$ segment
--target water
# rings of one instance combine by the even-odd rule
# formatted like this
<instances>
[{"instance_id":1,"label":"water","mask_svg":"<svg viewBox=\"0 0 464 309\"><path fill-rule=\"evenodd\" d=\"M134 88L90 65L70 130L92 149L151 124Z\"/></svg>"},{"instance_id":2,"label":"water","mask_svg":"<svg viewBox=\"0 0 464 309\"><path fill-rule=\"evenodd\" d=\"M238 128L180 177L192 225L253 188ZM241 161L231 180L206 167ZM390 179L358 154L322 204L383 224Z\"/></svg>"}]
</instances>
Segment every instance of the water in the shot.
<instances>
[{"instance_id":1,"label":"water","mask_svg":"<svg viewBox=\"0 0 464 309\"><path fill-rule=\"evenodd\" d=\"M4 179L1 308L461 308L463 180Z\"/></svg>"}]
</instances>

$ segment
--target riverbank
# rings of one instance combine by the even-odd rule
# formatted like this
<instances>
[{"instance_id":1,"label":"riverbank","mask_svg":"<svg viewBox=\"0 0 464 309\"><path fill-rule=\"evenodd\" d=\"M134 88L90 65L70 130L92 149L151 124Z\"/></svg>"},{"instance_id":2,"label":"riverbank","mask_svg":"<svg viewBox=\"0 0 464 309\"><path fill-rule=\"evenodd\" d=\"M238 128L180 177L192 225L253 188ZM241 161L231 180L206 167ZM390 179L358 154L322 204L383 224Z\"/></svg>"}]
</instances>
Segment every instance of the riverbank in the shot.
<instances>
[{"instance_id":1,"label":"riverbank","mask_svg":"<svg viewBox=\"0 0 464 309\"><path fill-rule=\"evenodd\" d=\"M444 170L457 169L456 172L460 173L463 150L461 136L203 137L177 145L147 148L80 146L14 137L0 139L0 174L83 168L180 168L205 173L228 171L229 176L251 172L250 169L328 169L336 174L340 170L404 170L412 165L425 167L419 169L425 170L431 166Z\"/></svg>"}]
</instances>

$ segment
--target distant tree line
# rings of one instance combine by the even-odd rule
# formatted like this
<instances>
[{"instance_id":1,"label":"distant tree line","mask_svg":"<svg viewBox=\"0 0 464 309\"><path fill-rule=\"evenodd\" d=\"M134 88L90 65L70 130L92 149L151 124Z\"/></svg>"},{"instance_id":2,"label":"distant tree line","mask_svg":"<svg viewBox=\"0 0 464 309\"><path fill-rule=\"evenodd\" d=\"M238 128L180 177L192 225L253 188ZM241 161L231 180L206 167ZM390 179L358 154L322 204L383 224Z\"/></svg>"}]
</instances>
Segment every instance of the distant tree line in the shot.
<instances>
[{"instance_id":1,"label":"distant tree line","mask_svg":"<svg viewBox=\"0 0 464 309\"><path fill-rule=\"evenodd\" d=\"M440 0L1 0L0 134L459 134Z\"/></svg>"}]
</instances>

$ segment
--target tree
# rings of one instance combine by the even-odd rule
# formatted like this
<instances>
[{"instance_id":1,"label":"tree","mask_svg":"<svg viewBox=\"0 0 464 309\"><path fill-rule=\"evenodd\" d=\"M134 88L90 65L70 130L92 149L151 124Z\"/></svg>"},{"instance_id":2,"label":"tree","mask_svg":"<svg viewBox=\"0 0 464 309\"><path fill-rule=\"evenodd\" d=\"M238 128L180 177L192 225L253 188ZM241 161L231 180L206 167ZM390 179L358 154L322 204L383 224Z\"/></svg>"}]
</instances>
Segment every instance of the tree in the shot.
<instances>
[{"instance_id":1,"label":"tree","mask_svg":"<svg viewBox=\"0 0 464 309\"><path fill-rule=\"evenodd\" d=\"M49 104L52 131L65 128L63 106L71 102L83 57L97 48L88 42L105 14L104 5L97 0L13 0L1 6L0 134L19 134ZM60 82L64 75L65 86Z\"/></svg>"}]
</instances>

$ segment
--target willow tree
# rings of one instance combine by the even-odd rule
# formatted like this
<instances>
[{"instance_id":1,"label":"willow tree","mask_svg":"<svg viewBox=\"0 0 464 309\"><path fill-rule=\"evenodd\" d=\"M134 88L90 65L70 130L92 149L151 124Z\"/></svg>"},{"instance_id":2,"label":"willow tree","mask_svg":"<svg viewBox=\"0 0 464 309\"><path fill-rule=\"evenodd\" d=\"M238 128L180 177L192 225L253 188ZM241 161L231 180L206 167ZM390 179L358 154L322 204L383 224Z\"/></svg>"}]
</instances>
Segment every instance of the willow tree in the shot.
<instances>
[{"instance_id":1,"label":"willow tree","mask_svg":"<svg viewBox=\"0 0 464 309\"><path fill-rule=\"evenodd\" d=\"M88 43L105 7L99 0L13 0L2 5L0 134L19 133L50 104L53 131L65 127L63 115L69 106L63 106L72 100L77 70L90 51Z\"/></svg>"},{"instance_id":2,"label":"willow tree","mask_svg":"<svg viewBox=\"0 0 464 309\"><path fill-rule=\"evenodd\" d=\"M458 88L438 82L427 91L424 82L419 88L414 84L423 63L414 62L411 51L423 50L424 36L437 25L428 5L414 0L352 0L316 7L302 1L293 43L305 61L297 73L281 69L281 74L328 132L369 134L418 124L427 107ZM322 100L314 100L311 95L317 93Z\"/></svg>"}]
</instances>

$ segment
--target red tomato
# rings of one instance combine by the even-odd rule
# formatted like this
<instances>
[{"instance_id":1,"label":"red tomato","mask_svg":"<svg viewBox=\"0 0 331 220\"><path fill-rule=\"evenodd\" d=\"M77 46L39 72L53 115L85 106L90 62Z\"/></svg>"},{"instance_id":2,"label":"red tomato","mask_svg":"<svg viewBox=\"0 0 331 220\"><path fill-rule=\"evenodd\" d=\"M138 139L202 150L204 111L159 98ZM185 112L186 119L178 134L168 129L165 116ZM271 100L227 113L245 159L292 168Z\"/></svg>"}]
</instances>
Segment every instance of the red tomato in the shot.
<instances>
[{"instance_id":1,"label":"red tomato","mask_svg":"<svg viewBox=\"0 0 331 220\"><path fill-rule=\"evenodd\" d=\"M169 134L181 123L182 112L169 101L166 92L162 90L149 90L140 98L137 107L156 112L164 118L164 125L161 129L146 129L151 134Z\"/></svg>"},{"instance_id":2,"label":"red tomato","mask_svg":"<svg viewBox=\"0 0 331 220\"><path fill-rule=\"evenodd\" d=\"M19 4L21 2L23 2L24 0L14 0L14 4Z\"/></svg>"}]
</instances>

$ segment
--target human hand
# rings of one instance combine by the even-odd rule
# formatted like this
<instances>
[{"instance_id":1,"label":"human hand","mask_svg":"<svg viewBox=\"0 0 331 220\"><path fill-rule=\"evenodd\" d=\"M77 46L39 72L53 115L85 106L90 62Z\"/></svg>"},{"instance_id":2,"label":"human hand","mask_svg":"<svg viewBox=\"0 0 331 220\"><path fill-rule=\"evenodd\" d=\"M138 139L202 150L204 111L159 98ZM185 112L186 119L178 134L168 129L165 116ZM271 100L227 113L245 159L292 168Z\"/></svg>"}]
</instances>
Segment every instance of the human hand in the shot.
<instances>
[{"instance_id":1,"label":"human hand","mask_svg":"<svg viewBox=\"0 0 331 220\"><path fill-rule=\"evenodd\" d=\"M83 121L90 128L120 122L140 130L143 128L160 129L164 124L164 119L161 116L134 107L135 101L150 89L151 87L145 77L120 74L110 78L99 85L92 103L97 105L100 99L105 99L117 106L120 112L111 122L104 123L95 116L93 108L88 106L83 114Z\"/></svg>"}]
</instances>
-=-=-=-=-
WHAT NEEDS TO BE DONE: All of the entries must be quoted exactly; please include each one.

EXERCISE RESPONSE:
$ segment
--target water
# rings of one instance combine by the even-odd rule
# formatted like this
<instances>
[{"instance_id":1,"label":"water","mask_svg":"<svg viewBox=\"0 0 464 309\"><path fill-rule=\"evenodd\" d=\"M134 88L90 65L70 130L92 149L151 124Z\"/></svg>"},{"instance_id":2,"label":"water","mask_svg":"<svg viewBox=\"0 0 464 309\"><path fill-rule=\"evenodd\" d=\"M238 128L180 177L192 225L253 188ZM241 161L231 180L206 167ZM390 179L358 154L322 204L383 224Z\"/></svg>"}]
</instances>
Segment every instance of the water in the shot.
<instances>
[{"instance_id":1,"label":"water","mask_svg":"<svg viewBox=\"0 0 464 309\"><path fill-rule=\"evenodd\" d=\"M4 179L1 308L461 308L463 180Z\"/></svg>"}]
</instances>

$ segment
--target riverbank
# rings of one instance combine by the even-odd rule
# formatted like this
<instances>
[{"instance_id":1,"label":"riverbank","mask_svg":"<svg viewBox=\"0 0 464 309\"><path fill-rule=\"evenodd\" d=\"M134 88L90 65L70 130L92 149L151 124Z\"/></svg>"},{"instance_id":2,"label":"riverbank","mask_svg":"<svg viewBox=\"0 0 464 309\"><path fill-rule=\"evenodd\" d=\"M238 128L180 177L192 225L253 188ZM241 161L231 180L206 167ZM390 179L358 154L322 204L383 224Z\"/></svg>"}]
</instances>
Segment every instance of the riverbank in the shot.
<instances>
[{"instance_id":1,"label":"riverbank","mask_svg":"<svg viewBox=\"0 0 464 309\"><path fill-rule=\"evenodd\" d=\"M444 170L457 169L456 172L460 173L463 150L461 136L203 137L177 145L147 148L80 146L14 137L0 139L0 174L83 168L180 168L205 173L228 171L229 176L251 172L250 169L328 169L336 174L340 170L404 170L412 165L425 167L419 169L425 170L431 166Z\"/></svg>"}]
</instances>

$ segment
--target distant tree line
# rings of one instance combine by the even-odd rule
# formatted like this
<instances>
[{"instance_id":1,"label":"distant tree line","mask_svg":"<svg viewBox=\"0 0 464 309\"><path fill-rule=\"evenodd\" d=\"M134 88L90 65L70 130L92 149L151 124Z\"/></svg>"},{"instance_id":2,"label":"distant tree line","mask_svg":"<svg viewBox=\"0 0 464 309\"><path fill-rule=\"evenodd\" d=\"M238 128L180 177L192 225L253 188ZM241 161L231 180L206 167ZM390 179L358 154L322 204L383 224Z\"/></svg>"}]
</instances>
Segment every instance of the distant tree line in the shot.
<instances>
[{"instance_id":1,"label":"distant tree line","mask_svg":"<svg viewBox=\"0 0 464 309\"><path fill-rule=\"evenodd\" d=\"M440 0L1 0L0 134L459 134Z\"/></svg>"}]
</instances>

$ segment
--target tree
# rings of one instance combine by the even-odd rule
# formatted like this
<instances>
[{"instance_id":1,"label":"tree","mask_svg":"<svg viewBox=\"0 0 464 309\"><path fill-rule=\"evenodd\" d=\"M134 88L90 65L70 130L92 149L151 124Z\"/></svg>"},{"instance_id":2,"label":"tree","mask_svg":"<svg viewBox=\"0 0 464 309\"><path fill-rule=\"evenodd\" d=\"M238 128L180 177L192 225L253 188ZM241 161L231 180L206 167ZM390 179L358 154L322 204L383 224Z\"/></svg>"}]
</instances>
Segment every instance of the tree in the shot.
<instances>
[{"instance_id":1,"label":"tree","mask_svg":"<svg viewBox=\"0 0 464 309\"><path fill-rule=\"evenodd\" d=\"M49 104L52 131L65 128L63 106L71 102L83 57L97 48L88 42L105 14L104 5L97 0L13 0L1 6L0 134L19 134ZM60 82L64 75L65 86Z\"/></svg>"}]
</instances>

$ segment
--target willow tree
# rings of one instance combine by the even-odd rule
# formatted like this
<instances>
[{"instance_id":1,"label":"willow tree","mask_svg":"<svg viewBox=\"0 0 464 309\"><path fill-rule=\"evenodd\" d=\"M134 88L90 65L70 130L92 149L151 124Z\"/></svg>"},{"instance_id":2,"label":"willow tree","mask_svg":"<svg viewBox=\"0 0 464 309\"><path fill-rule=\"evenodd\" d=\"M238 128L180 177L192 225L253 188ZM241 161L231 180L206 167ZM390 179L358 154L322 204L383 224Z\"/></svg>"}]
</instances>
Segment every instance of the willow tree in the shot.
<instances>
[{"instance_id":1,"label":"willow tree","mask_svg":"<svg viewBox=\"0 0 464 309\"><path fill-rule=\"evenodd\" d=\"M88 43L105 7L99 0L13 0L2 5L0 134L19 133L50 104L53 131L65 127L63 115L69 106L63 106L72 100L77 70L90 51Z\"/></svg>"},{"instance_id":2,"label":"willow tree","mask_svg":"<svg viewBox=\"0 0 464 309\"><path fill-rule=\"evenodd\" d=\"M458 88L438 82L427 91L424 82L419 88L414 84L423 63L414 62L411 51L423 50L424 36L437 25L428 5L414 0L352 0L316 7L302 1L293 43L305 61L297 73L281 69L281 74L328 132L369 134L418 124L427 107ZM322 100L314 100L311 95L317 93Z\"/></svg>"}]
</instances>

$ segment
--target red tomato
# rings of one instance combine by the even-odd rule
# formatted like this
<instances>
[{"instance_id":1,"label":"red tomato","mask_svg":"<svg viewBox=\"0 0 331 220\"><path fill-rule=\"evenodd\" d=\"M77 46L39 72L53 115L85 106L90 62Z\"/></svg>"},{"instance_id":2,"label":"red tomato","mask_svg":"<svg viewBox=\"0 0 331 220\"><path fill-rule=\"evenodd\" d=\"M138 139L202 150L204 111L159 98ZM185 112L186 119L178 134L168 129L165 116ZM271 100L227 113L245 159L292 168Z\"/></svg>"}]
</instances>
Segment every instance of the red tomato in the shot.
<instances>
[{"instance_id":1,"label":"red tomato","mask_svg":"<svg viewBox=\"0 0 331 220\"><path fill-rule=\"evenodd\" d=\"M169 134L181 123L182 112L169 101L166 92L162 90L149 90L140 98L137 107L156 112L164 118L164 125L161 129L146 129L151 134Z\"/></svg>"},{"instance_id":2,"label":"red tomato","mask_svg":"<svg viewBox=\"0 0 331 220\"><path fill-rule=\"evenodd\" d=\"M19 4L21 2L23 2L24 0L14 0L14 4Z\"/></svg>"}]
</instances>

$ segment
--target human hand
# rings of one instance combine by the even-odd rule
# formatted like this
<instances>
[{"instance_id":1,"label":"human hand","mask_svg":"<svg viewBox=\"0 0 331 220\"><path fill-rule=\"evenodd\" d=\"M77 46L39 72L53 115L85 106L90 62Z\"/></svg>"},{"instance_id":2,"label":"human hand","mask_svg":"<svg viewBox=\"0 0 331 220\"><path fill-rule=\"evenodd\" d=\"M138 139L202 150L204 111L159 98ZM185 112L186 119L178 134L168 129L165 116ZM271 100L227 113L245 159L292 168Z\"/></svg>"}]
</instances>
Segment every instance of the human hand in the shot.
<instances>
[{"instance_id":1,"label":"human hand","mask_svg":"<svg viewBox=\"0 0 331 220\"><path fill-rule=\"evenodd\" d=\"M83 121L90 128L120 122L140 130L143 128L160 129L164 124L164 119L161 116L134 107L135 101L150 89L151 87L145 77L120 74L110 78L99 85L92 103L97 105L100 99L105 99L117 106L120 112L111 122L104 123L95 116L93 108L88 106L83 114Z\"/></svg>"}]
</instances>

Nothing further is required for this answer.